Records from a data collection
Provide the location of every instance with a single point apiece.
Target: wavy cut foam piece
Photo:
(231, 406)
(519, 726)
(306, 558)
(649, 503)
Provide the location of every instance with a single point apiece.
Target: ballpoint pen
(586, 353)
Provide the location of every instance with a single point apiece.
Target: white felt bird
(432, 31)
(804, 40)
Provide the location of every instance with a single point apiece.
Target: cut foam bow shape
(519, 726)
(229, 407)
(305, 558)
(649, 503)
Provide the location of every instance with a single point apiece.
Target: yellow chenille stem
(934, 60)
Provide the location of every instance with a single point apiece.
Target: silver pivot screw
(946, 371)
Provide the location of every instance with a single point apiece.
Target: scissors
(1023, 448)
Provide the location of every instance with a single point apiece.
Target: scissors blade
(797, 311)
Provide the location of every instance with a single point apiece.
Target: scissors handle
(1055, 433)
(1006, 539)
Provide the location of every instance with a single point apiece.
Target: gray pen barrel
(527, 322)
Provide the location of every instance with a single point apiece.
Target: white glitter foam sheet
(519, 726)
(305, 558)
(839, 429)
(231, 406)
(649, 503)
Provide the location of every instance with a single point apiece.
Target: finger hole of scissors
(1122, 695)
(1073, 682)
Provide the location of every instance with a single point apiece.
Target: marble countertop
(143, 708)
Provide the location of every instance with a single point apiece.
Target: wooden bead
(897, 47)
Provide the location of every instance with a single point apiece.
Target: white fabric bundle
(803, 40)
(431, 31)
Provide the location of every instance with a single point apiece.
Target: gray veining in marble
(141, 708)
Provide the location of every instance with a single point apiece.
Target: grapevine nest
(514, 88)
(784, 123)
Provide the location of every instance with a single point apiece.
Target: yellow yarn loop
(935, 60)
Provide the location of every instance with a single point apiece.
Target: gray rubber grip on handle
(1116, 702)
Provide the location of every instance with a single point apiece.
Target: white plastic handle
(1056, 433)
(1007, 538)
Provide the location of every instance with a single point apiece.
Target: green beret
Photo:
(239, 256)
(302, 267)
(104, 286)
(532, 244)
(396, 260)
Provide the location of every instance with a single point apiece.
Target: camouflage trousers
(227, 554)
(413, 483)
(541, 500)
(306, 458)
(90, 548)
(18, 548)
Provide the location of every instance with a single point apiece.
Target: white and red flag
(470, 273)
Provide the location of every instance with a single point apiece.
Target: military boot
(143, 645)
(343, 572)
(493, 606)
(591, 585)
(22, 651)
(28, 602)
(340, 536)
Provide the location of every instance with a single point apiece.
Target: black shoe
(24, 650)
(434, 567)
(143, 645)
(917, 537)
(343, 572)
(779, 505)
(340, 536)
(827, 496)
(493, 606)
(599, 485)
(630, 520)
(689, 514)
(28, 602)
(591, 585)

- EXERCISE DETAILS -
Return the entries above exactly as they appear.

- SOLUTION FOR THIS PROBLEM -
Provide the location of every instance with a single point apiece.
Target: wavy cut foam piece
Photo:
(231, 406)
(519, 726)
(306, 558)
(649, 503)
Provide the location of every instance with a single point apiece.
Target: ballpoint pen
(586, 353)
Provide the location of every instance with a single point apiece.
Target: white felt bird
(432, 31)
(804, 40)
Provide the location of every instance with a single point apiece.
Target: cut foam bow shape
(519, 726)
(229, 407)
(305, 558)
(649, 503)
Provide the location of every instance with a single point apiece.
Target: yellow chenille stem
(934, 60)
Provide the location of every instance with a single point apiece.
Target: silver pivot screw
(946, 371)
Provide the location of every instance with a single point apiece.
Target: scissors
(1023, 448)
Provide the location of every instance with a single point apiece.
Target: scissors blade
(797, 311)
Provide the location of every instance with a single point apiece.
Target: scissors handle
(1055, 433)
(1006, 539)
Provide the location of every instance with a single point apiece.
Target: gray pen barrel
(527, 322)
Provide the location of every instance with a single point apiece.
Target: white glitter foam sheet
(519, 726)
(305, 558)
(839, 429)
(231, 406)
(649, 503)
Provide the location of every instance with a single point apiece.
Target: finger hole of scissors
(1122, 695)
(1073, 682)
Provide the location of every instance with a single point apiece.
Target: marble countertop
(143, 708)
Provide the location of every instance with a single point apiece.
Target: wooden bead
(897, 47)
Provide the location of every instance with a single point apiece.
Target: white fabric bundle
(803, 40)
(431, 31)
Provide the location of every instance with a single point apiece.
Target: gray veining in marble
(141, 708)
Provide the location of every instance with a single point apiece.
Target: grapevine nest
(514, 88)
(784, 123)
Provide the location of every instance with a single point apiece.
Target: yellow yarn loop
(935, 60)
Provide the location of every instance with a single point apiece.
Target: gray rubber grip on handle
(1116, 702)
Provide the location of every instance with a single point apiece.
Target: white plastic handle
(1056, 433)
(1007, 538)
Provide the location of every instance with a single point apiece.
Target: green beret
Photo:
(239, 256)
(302, 267)
(104, 286)
(532, 244)
(396, 260)
Provide the location of every instance with a single point apiece.
Target: camouflage trousers
(227, 554)
(413, 483)
(541, 500)
(306, 458)
(90, 548)
(18, 548)
Provide the location of every instance with a single point apiece.
Target: white and red flag
(470, 273)
Provide the location of every instance with a single point apiece.
Target: military boot
(143, 645)
(343, 572)
(493, 606)
(591, 585)
(22, 651)
(28, 602)
(340, 536)
Provide the location of every instance with a single point apiece.
Target: black shoe
(24, 650)
(434, 567)
(143, 645)
(917, 537)
(343, 572)
(779, 505)
(340, 536)
(827, 496)
(493, 606)
(599, 485)
(630, 520)
(689, 514)
(28, 602)
(591, 585)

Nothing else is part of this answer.